* Begin TASK INPUT *

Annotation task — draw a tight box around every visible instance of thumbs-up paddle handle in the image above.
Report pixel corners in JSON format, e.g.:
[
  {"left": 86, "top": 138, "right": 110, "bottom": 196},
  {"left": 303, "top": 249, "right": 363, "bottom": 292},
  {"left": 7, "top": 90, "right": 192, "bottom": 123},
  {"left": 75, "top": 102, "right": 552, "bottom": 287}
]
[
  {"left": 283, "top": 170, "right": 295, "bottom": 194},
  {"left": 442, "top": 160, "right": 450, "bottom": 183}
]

* End TASK INPUT *

WORK REQUIRED: Reproduce every line of these entries, the request text included, and add 74 to each pixel coordinate in the answer boxes. Leave the numbers in the request and in its JSON format sample unchanged.

FINAL RESULT:
Annotation task — draw a tight box around every visible instance of thumbs-up paddle handle in the image above.
Report pixel corners in JSON format, e.g.:
[
  {"left": 86, "top": 138, "right": 110, "bottom": 196},
  {"left": 303, "top": 249, "right": 363, "bottom": 292},
  {"left": 7, "top": 90, "right": 192, "bottom": 123},
  {"left": 75, "top": 102, "right": 552, "bottom": 287}
]
[
  {"left": 357, "top": 244, "right": 369, "bottom": 268},
  {"left": 516, "top": 234, "right": 524, "bottom": 257}
]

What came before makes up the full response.